Would you set down the complete data below, exactly as shown?
++++ Information provided ++++
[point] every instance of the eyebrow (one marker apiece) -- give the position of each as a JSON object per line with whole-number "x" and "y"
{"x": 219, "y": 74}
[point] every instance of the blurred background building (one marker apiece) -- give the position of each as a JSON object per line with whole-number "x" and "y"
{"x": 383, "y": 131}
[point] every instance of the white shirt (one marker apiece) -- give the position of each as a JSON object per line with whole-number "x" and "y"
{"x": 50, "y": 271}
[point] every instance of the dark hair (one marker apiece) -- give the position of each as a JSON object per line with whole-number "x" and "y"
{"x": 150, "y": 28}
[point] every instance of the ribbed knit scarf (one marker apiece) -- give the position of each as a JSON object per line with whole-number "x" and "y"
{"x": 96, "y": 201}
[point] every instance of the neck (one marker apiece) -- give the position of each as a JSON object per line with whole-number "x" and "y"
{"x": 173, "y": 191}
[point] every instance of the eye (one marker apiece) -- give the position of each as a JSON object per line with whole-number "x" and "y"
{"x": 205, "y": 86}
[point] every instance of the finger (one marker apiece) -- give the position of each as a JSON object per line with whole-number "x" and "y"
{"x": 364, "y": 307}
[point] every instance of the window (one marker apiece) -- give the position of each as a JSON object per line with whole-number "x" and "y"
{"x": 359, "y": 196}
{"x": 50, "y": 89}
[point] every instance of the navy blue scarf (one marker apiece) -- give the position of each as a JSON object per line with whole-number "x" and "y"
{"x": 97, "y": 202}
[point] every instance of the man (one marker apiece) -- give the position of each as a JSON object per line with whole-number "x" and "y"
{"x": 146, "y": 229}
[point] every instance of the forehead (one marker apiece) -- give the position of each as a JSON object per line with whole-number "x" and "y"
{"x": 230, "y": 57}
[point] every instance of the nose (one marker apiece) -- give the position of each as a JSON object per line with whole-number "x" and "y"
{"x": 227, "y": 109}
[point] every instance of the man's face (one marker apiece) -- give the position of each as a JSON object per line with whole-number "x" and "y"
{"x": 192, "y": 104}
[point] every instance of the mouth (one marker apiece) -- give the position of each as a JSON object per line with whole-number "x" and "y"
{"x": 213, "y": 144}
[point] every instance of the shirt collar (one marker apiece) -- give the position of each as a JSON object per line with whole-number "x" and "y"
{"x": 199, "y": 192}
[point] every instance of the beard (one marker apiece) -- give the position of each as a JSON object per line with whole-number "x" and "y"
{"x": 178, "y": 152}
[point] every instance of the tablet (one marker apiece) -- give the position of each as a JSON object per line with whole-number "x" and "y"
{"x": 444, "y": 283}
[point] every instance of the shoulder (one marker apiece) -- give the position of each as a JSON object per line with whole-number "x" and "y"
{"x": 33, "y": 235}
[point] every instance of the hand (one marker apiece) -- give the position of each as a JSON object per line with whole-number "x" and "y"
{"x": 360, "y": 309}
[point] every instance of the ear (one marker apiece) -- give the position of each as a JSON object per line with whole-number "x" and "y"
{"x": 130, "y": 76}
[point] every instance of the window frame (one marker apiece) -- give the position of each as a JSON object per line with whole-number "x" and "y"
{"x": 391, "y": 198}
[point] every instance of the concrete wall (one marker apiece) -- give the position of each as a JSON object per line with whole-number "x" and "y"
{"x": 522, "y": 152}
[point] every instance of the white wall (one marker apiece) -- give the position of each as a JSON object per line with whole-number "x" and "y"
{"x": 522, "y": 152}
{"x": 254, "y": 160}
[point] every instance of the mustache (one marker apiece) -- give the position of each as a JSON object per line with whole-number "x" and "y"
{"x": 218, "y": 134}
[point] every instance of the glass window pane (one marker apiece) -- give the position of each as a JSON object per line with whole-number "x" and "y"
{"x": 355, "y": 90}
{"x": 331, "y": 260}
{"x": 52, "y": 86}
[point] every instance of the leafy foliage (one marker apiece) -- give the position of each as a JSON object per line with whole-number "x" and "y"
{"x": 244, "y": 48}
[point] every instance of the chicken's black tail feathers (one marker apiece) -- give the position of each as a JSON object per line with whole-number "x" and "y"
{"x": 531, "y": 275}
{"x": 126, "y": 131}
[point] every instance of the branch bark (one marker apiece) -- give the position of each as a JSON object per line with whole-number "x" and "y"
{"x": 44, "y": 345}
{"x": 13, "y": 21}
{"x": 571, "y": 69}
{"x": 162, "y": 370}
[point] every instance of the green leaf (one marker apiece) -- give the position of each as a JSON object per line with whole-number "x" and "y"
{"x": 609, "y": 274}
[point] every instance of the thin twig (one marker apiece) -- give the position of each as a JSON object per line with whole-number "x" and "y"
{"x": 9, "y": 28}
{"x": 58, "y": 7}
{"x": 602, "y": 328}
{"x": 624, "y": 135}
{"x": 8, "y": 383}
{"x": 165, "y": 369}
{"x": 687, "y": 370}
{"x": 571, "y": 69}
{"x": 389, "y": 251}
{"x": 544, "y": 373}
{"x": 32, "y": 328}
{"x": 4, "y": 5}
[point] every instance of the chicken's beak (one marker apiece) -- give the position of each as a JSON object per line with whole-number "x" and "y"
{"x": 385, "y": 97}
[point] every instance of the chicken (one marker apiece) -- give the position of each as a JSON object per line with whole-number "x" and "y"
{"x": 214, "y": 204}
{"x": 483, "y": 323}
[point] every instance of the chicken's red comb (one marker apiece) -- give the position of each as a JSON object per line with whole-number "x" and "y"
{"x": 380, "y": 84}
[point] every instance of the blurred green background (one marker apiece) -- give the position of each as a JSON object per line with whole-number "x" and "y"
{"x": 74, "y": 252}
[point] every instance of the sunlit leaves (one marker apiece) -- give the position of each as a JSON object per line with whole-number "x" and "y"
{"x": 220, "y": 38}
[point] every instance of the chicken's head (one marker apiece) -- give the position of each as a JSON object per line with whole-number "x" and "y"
++++
(Answer box)
[point] every instance of the eyebrow (one marker apiece) -- give the position of each as a JSON object per line with whole-number "x" and "y"
{"x": 219, "y": 74}
[point] every instance of the blurred background building (one marker apiece) -- give the position of each as a JSON object per line with whole-number "x" and "y"
{"x": 383, "y": 131}
[point] every instance of the white shirt (one marker apiece) -- give the position of each as a JSON object per line with whole-number "x" and "y"
{"x": 50, "y": 271}
[point] every instance of the dark hair (one marker apiece) -- give the position of each as a JSON object per line with whole-number "x" and "y"
{"x": 150, "y": 28}
[point] every instance of the ribbed knit scarf (one marker apiece) -- give the position of each as a JSON object per line with whole-number "x" and "y"
{"x": 96, "y": 201}
[point] every instance of the neck (one marker apiece) -- give the position of each as a JSON object per line with whole-number "x" and "y"
{"x": 173, "y": 191}
[point] every instance of the eye (one marker apiece) -- give the position of each as a JSON object per line with whole-number "x" and "y"
{"x": 205, "y": 86}
[point] every instance of the finger (one marker apiece) -- give the position of each as a JSON object per line with whole-number "x" and "y"
{"x": 364, "y": 307}
[point] every instance of the window (one marker apiece) -- give the position of each as a JSON object per line with whole-number "x" and "y"
{"x": 359, "y": 196}
{"x": 50, "y": 89}
[point] every instance of the navy blue scarf (one marker apiece) -- give the position of each as a JSON object per line with whole-number "x" and "y"
{"x": 97, "y": 202}
[point] every instance of the man (one marker apiece) -- give the position of each as a JSON object per line with whole-number "x" and "y"
{"x": 146, "y": 229}
[point] every instance of the forehead (one marker apiece) -- give the position of each as a JSON object per line with whole-number "x" and "y"
{"x": 230, "y": 57}
[point] every instance of the nose (one marker apiece) -- give the position of each as a JSON object per line with whole-number "x" and "y"
{"x": 227, "y": 109}
[point] every instance of the man's face (one marker apiece) -- give the position of each as a JSON object per line with whole-number "x" and "y"
{"x": 192, "y": 104}
[point] every instance of the mouth (one marker apiece) -- give the position of each as a JSON object per line with whole-number "x" and "y"
{"x": 213, "y": 144}
[point] every instance of the shirt collar (one marker apiece) -- give the position of each as a JSON object per line with whole-number "x" and "y"
{"x": 199, "y": 192}
[point] every instance of the beard (one marker apiece) -- give the position of each as a JSON object per line with whole-number "x" and "y"
{"x": 178, "y": 152}
[point] every instance of the tablet (one marker apiece) -- give the position of each as a JSON object per line with whole-number "x" and "y"
{"x": 444, "y": 283}
[point] every instance of the shoulder (one marker apiece) -- give the position of each as a JSON object per line with whole-number "x" and "y"
{"x": 33, "y": 235}
[point] every instance of the hand (one marker apiece) -- give the position of each as a JSON object per line with whole-number "x" and "y"
{"x": 360, "y": 309}
[point] every instance of the ear (one marker apiece) -- give the position of each as a JSON object per line with whole-number "x" and "y"
{"x": 130, "y": 76}
[point] every instance of the window frame (one marker apiece) -- give the position of each as a JSON object per line with whole-number "x" and "y"
{"x": 391, "y": 198}
[point] every instance of the concrete wall (one marker apiece) -- give the position of each as a JSON object per line with whole-number "x" and "y"
{"x": 522, "y": 152}
[point] every instance of the white wall (one marker apiece) -- give the position of each as a JSON object per line with whole-number "x" and "y"
{"x": 522, "y": 152}
{"x": 254, "y": 160}
[point] every instance of the mustache (one marker apiece) -- give the position of each as a JSON object per line with whole-number "x" and "y"
{"x": 218, "y": 134}
[point] every instance of the glass window pane (one marker apiece) -- give the position of each as a JSON object per line with whole-number "x" and "y"
{"x": 355, "y": 90}
{"x": 331, "y": 260}
{"x": 52, "y": 86}
[point] every instance of the leafy foliage (one marker apiece) -- give the position of each as a JSON object per line with whole-number "x" and "y"
{"x": 244, "y": 48}
[point] every instance of the chicken's black tail feathers (one marker apiece) -- give the position of each as a JSON object per line with whole-number "x" and "y"
{"x": 531, "y": 275}
{"x": 126, "y": 131}
[point] every instance of the branch bark (one marker apiece) -- give the position of each as a JSON object per line with whole-number "x" and "y"
{"x": 44, "y": 345}
{"x": 13, "y": 21}
{"x": 571, "y": 69}
{"x": 162, "y": 370}
[point] every instance of the green leaf (one marker apiece) -- give the position of each as a JSON object per line with whole-number "x" and "y"
{"x": 609, "y": 274}
[point] every instance of the thin twig (one marker apiece) -- give the position of each as a JSON object per line with whole-number "x" and "y"
{"x": 9, "y": 28}
{"x": 58, "y": 7}
{"x": 602, "y": 328}
{"x": 624, "y": 135}
{"x": 8, "y": 383}
{"x": 165, "y": 369}
{"x": 687, "y": 370}
{"x": 571, "y": 69}
{"x": 389, "y": 251}
{"x": 544, "y": 373}
{"x": 32, "y": 328}
{"x": 4, "y": 5}
[point] every instance of the chicken's beak (one marker apiece) -- give the position of each as a JSON object per line with whole-number "x" and "y"
{"x": 385, "y": 97}
[point] every instance of the chicken (one marker apiece) -- give the position of each as a JSON object per line with whole-number "x" and "y"
{"x": 214, "y": 204}
{"x": 483, "y": 323}
[point] every instance of the chicken's red comb (one marker apiece) -- give the position of each as a JSON object per line with whole-number "x" and "y"
{"x": 380, "y": 84}
[point] every instance of the blurred green background (one marker apiece) -- give the position of each as a JSON object per line with whole-number "x" and "y"
{"x": 74, "y": 252}
[point] every instance of the sunlit leaves (one marker apiece) -- give the position of each as a JSON object per line with whole-number "x" and "y"
{"x": 220, "y": 38}
[point] every instance of the chicken's head (one marker apiece) -- give the position of each as a JSON object per line with whole-number "x" and "y"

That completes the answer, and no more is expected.